◆ GOAL 1: In the article on getting published in magazines, list the headings of the bulleted tips.

Nothing beats the feeling of pride that comes from receiving critical acclaim for your creative vision and artistic talent. We all strive for the opportunities that arise from having our ideas and accomplishments heralded as the standard for which others should aspire. Not to mention the greater perceived value of our work.
If managed properly, editorial publication in well-known, respected magazines can act as a springboard for your career and lead to securing more creative, larger, interesting projects for decades to come.
“What do I need to do to get published?”
The short answer is to submit your projects to the magazines. Here’s how ...
• Pitch the project
Submitting a well-written and concise pitch accompanied by largish .jpeg photographs is the best way to ensure that magazine decision makers learn what they need to and see what they should in order to select your project from the hundreds they receive.
• Show, don’t tell
In the early ’90s, I read an interview with the editor of Interior Design magazine. One thing he said has always stayed with me. Roughly paraphrased, he said:
“People think we publish projects, but they are wrong. We publish photographs of projects.”
Magazine editors and art directors must see the quality, charm, and creativity of your work as well as be given a good description of your project before they will consider it for publication. The best way to do this is to send well-crafted, editorial quality photographs that communicate your vision and illustrate your pitch.
• Be available, demonstrably so.
The decision makers at these publications are every bit as time challenged as you are. If they like what they see, they’ll get back to you and ask for more information and larger pictures. Make yourself easy to reach by including your name, email address, and phone number in the text of the email.
• Follow up
After a few weeks, get in touch by sending a brief note to prod the editor. Don’t send 15 emails asking if he or she saw your project. Send one or two over the course of a few months. If you don’t receive a positive response, simply move on to your second choice magazine.

◆ EXTRACTED RECORDS:
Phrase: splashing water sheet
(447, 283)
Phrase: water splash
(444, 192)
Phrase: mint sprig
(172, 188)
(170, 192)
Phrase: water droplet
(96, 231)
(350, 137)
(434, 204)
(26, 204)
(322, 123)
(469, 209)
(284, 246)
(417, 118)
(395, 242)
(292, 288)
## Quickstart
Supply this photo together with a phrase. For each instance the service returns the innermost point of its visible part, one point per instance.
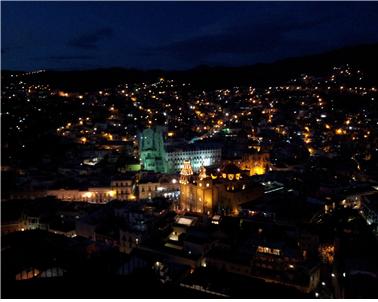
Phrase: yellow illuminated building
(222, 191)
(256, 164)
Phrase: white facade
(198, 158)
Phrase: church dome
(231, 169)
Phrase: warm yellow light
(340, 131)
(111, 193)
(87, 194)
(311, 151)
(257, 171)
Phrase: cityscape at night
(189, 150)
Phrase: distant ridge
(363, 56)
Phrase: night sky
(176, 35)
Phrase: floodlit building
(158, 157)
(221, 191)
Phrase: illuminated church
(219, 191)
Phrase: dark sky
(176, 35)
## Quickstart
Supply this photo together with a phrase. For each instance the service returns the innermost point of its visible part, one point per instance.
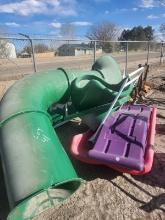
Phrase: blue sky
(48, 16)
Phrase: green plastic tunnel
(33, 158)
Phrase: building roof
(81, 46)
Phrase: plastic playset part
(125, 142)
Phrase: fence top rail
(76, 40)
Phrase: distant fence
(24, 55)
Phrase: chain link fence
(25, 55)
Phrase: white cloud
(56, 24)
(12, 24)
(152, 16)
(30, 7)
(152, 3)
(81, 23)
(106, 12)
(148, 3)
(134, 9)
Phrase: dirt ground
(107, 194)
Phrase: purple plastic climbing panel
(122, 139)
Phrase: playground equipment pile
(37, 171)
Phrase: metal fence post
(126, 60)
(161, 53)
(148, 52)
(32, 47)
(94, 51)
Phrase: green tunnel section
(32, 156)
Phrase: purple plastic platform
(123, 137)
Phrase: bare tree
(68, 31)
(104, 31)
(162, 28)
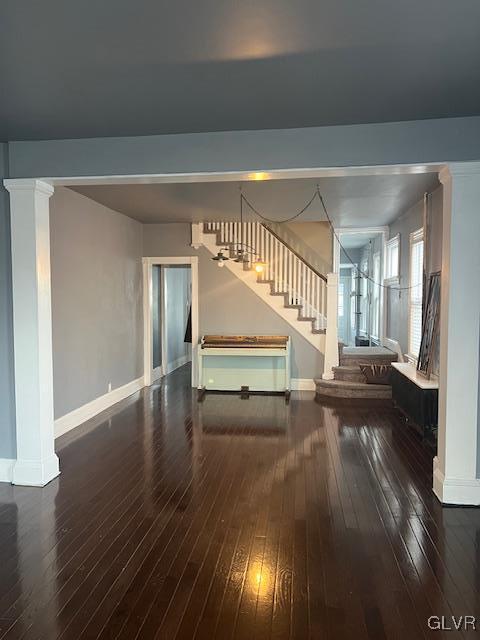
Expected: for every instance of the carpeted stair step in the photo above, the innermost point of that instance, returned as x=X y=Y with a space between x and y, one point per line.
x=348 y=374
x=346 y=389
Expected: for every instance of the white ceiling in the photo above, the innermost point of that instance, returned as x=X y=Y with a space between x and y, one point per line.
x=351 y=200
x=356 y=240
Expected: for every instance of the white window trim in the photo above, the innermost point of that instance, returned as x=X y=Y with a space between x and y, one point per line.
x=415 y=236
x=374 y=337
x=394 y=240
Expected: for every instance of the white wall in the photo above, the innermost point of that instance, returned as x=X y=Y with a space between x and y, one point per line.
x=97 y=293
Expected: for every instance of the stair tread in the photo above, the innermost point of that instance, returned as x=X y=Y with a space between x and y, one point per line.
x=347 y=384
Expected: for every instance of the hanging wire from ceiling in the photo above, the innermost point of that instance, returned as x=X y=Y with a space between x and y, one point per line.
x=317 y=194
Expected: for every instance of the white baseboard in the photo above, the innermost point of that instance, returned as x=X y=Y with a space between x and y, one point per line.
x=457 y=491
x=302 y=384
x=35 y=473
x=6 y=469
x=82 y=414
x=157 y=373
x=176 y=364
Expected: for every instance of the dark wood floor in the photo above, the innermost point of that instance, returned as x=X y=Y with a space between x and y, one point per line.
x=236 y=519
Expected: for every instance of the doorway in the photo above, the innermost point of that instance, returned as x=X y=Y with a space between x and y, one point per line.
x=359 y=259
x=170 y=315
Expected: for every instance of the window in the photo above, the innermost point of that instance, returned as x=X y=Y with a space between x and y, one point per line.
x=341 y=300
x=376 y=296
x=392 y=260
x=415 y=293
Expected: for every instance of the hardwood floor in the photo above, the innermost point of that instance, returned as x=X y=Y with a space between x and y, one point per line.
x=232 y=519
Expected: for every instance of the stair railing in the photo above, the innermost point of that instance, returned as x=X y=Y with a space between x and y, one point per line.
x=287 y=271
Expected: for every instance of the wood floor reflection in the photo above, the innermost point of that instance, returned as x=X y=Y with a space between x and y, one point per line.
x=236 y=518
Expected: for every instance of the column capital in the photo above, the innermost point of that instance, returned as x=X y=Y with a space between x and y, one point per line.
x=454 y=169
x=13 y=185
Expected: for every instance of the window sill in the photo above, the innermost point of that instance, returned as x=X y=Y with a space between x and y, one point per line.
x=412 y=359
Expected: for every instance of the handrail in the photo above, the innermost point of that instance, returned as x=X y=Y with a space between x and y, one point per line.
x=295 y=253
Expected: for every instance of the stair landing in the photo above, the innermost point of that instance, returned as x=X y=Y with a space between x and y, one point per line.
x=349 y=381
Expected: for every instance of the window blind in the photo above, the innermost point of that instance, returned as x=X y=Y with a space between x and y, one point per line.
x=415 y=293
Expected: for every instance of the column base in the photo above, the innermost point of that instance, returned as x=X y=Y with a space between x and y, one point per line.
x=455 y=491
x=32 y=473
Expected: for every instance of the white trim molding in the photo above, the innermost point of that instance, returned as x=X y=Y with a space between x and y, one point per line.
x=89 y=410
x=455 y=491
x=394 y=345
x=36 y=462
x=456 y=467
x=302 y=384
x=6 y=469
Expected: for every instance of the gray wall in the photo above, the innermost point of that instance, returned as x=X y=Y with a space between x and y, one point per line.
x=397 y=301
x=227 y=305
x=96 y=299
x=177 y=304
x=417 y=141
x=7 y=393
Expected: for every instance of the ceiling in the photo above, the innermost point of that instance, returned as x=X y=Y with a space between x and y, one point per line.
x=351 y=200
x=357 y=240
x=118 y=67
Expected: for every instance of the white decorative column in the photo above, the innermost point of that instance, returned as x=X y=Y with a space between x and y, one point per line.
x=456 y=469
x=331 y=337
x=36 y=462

* * *

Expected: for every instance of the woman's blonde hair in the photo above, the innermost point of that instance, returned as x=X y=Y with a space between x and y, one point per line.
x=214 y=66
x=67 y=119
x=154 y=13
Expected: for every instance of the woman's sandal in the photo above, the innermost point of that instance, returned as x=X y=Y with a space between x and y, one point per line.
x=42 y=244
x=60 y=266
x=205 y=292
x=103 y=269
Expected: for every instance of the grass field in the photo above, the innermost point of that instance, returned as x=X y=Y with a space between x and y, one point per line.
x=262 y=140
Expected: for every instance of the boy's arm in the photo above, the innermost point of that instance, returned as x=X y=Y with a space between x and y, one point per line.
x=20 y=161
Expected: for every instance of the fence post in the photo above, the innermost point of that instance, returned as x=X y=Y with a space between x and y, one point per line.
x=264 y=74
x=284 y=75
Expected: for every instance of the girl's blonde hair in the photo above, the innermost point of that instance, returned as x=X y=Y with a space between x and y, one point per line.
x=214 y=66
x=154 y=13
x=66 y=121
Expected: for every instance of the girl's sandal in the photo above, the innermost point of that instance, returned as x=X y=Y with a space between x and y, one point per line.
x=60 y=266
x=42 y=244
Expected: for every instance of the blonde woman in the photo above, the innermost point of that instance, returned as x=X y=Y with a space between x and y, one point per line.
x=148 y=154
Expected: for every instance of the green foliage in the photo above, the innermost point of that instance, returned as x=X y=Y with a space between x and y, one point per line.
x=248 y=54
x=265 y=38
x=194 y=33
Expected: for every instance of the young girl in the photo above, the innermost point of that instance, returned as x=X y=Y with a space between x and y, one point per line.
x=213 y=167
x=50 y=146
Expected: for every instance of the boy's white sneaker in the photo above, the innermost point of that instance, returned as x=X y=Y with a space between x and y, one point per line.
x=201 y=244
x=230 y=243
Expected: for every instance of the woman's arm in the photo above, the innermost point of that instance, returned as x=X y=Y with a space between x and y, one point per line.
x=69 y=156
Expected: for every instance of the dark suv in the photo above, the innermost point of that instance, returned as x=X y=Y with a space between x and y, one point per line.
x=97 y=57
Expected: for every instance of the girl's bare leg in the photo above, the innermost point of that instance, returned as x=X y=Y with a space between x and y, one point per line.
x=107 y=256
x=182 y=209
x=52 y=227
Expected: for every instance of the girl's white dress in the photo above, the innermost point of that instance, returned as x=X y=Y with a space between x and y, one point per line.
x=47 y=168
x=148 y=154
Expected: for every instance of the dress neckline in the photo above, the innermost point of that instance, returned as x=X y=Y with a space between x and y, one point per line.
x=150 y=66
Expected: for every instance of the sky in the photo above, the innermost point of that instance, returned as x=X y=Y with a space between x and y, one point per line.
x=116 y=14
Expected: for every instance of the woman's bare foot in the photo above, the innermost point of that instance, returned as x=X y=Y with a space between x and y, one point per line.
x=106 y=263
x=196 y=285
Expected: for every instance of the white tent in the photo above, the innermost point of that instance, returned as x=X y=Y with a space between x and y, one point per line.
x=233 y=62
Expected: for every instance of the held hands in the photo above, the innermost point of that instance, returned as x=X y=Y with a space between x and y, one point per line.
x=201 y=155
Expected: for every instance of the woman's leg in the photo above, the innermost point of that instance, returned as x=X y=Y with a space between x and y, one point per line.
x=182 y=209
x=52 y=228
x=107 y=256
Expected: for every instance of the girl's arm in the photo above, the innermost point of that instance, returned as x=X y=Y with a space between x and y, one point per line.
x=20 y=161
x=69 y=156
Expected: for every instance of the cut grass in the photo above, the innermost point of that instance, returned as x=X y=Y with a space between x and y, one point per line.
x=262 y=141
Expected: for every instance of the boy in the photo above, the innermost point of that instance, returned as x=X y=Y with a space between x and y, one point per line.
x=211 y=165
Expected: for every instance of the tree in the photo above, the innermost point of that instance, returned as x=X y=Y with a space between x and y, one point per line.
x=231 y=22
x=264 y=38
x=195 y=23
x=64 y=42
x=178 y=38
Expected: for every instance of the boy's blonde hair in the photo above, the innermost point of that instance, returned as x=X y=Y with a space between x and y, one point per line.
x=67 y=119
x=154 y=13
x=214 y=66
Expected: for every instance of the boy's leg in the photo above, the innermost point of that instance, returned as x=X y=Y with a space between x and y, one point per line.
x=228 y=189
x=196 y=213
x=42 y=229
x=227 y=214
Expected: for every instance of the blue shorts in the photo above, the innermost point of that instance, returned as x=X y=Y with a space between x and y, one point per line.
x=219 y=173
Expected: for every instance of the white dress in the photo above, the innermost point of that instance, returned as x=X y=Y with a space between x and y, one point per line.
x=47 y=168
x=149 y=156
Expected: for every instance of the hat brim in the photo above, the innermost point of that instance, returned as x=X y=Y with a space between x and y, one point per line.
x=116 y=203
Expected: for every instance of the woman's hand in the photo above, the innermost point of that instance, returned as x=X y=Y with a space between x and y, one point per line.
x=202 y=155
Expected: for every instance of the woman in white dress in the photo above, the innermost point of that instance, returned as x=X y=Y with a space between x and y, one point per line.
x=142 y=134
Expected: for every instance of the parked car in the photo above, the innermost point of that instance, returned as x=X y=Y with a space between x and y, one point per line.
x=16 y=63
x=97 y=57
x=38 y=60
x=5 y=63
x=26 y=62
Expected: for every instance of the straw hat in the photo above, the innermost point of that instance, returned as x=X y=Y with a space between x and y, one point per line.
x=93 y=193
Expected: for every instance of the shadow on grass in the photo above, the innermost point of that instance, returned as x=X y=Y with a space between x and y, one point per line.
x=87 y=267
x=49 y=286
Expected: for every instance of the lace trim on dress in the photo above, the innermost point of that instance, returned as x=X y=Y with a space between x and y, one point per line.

◆ GOAL 2: From the records, duplicate the lines between the one holding "Expected: for every instance of the sky" and the one holding "x=227 y=214", inclusive.

◆ SOLUTION 1:
- Pitch the project
- Show, don't tell
- Be available, demonstrably so.
- Follow up

◆ SOLUTION 2:
Expected: for every instance of the sky in the photo above, the innermost point of that instance, returned as x=X y=Y with a space between x and y, one point per line.
x=116 y=14
Expected: for every instance of the woman's bare foot in the photo above, the innermost point of that instance, returned as x=X y=Y with a space between x and y, one point per line.
x=106 y=263
x=196 y=285
Expected: for every instance of the white tent in the photo above, the innermost point of that instance, returned as x=X y=Y with a space between x and y, one point per line.
x=233 y=62
Expected: for every instance of the held hands in the photo above, the innermost point of that instance, returned as x=X y=Y with a space between x and y, one point per line.
x=201 y=155
Expected: for every instance of the woman's leg in the photo above, the innermost point of that instance, returned as x=X y=Y with a space between x and y, one point per line.
x=182 y=209
x=52 y=228
x=107 y=256
Expected: for every instance of the girl's arm in the photo above, the innermost point of that instance, returned as x=X y=Y with a space between x and y, one point per line.
x=20 y=161
x=69 y=156
Expected: for every instance of the cut grass in the photo above, the innermost point of that instance, returned as x=X y=Y with a space between x and y, one point per line.
x=262 y=141
Expected: for every instance of the boy in the photo above, the innermost point of that instance, returned as x=X y=Y with a space between x and y, one point per line.
x=211 y=165
Expected: for every instance of the tree in the photo above, the innermost point of that instance, returned as x=X y=Y with a space between x and y, one point per line.
x=231 y=22
x=264 y=38
x=195 y=23
x=64 y=42
x=178 y=38
Expected: for every instance of the boy's blonde hair in the photo above, the innermost point of that instance, returned as x=X y=Y with a space between x and y, one point per line.
x=67 y=119
x=154 y=13
x=214 y=66
Expected: for every instance of the boy's leg in the photo above, the innermost point of that instance, returned as x=X y=Y with a space between x and y, one point per line.
x=228 y=189
x=196 y=213
x=42 y=229
x=227 y=214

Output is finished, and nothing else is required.